**Records**
----------

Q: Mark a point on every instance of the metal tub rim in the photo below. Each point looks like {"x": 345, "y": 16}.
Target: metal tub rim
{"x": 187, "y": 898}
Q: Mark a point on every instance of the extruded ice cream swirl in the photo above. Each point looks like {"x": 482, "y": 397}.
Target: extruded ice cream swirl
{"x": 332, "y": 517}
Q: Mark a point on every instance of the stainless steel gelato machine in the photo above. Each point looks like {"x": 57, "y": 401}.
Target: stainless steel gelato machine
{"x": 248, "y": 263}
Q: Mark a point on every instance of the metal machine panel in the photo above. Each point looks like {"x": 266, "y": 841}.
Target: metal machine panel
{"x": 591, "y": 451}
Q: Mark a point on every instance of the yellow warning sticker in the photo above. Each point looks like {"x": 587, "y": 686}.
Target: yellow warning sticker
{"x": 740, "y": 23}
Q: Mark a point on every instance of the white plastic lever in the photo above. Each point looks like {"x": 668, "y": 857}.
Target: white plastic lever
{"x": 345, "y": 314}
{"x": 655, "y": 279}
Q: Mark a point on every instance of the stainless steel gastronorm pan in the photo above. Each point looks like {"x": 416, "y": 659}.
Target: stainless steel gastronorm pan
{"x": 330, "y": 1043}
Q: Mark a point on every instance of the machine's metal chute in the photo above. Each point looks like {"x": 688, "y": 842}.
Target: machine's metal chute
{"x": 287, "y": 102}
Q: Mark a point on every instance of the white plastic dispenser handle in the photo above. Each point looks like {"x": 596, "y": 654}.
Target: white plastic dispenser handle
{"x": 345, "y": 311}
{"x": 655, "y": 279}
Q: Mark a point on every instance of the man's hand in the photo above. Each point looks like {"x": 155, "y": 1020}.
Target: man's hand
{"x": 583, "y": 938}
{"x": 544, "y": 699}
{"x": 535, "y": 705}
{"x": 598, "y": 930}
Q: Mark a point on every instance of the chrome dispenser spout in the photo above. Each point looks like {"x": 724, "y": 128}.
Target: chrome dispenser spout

----------

Copy out every one of the records above, word for word.

**RESPONSE TO THIS EXERCISE**
Q: Mark a point on every instance of the metal tub rim in the photo below. Each point looks like {"x": 345, "y": 16}.
Target: metal tub rim
{"x": 187, "y": 898}
Q: Mark a point on every instance of the extruded ice cream swirl in the photo above. Each point looks like {"x": 482, "y": 397}.
Target: extruded ice cream swirl
{"x": 332, "y": 517}
Q: Mark a point on every instance of the stainless steel gelato machine in the photo above. Each point looks like {"x": 57, "y": 401}.
Target: stainless steel gelato machine
{"x": 248, "y": 263}
Q: Mark a point on every instance of the metal machine panel in the photo above. Each point looks like {"x": 266, "y": 841}.
Target: metal machine panel
{"x": 591, "y": 451}
Q: Mark a point on every instance of the yellow warning sticker in the photo above. Each point looks like {"x": 587, "y": 686}.
Target: yellow warning sticker
{"x": 740, "y": 23}
Q: Mark a point on every instance of the white plastic lever in the photo above. Each point looks like {"x": 668, "y": 857}.
Target: white plastic lever
{"x": 345, "y": 314}
{"x": 655, "y": 279}
Q: Mark a point on every instance of the stainless steel gastronorm pan in the photo above. Each point looks like {"x": 416, "y": 659}.
Target: stainless steel gastronorm pan
{"x": 330, "y": 1043}
Q: Mark a point on every instance of the machine's metal chute in the photo above. Each point looks like {"x": 688, "y": 842}.
Target: machine's metal chute
{"x": 287, "y": 102}
Q: Mark a point on every instance of the white plastic dispenser handle in the photo above. Each point looks like {"x": 596, "y": 654}.
Target: white plastic dispenser handle
{"x": 345, "y": 311}
{"x": 655, "y": 279}
Q: Mark a point on every instance of the man's hand in the photo above. Each point looks like {"x": 155, "y": 1020}.
Target: man's hand
{"x": 583, "y": 938}
{"x": 544, "y": 699}
{"x": 535, "y": 705}
{"x": 598, "y": 930}
Q: Mark a point on every instance of the chrome dispenser spout in the photo above. Each point looks like {"x": 724, "y": 128}.
Target: chrome dispenser spout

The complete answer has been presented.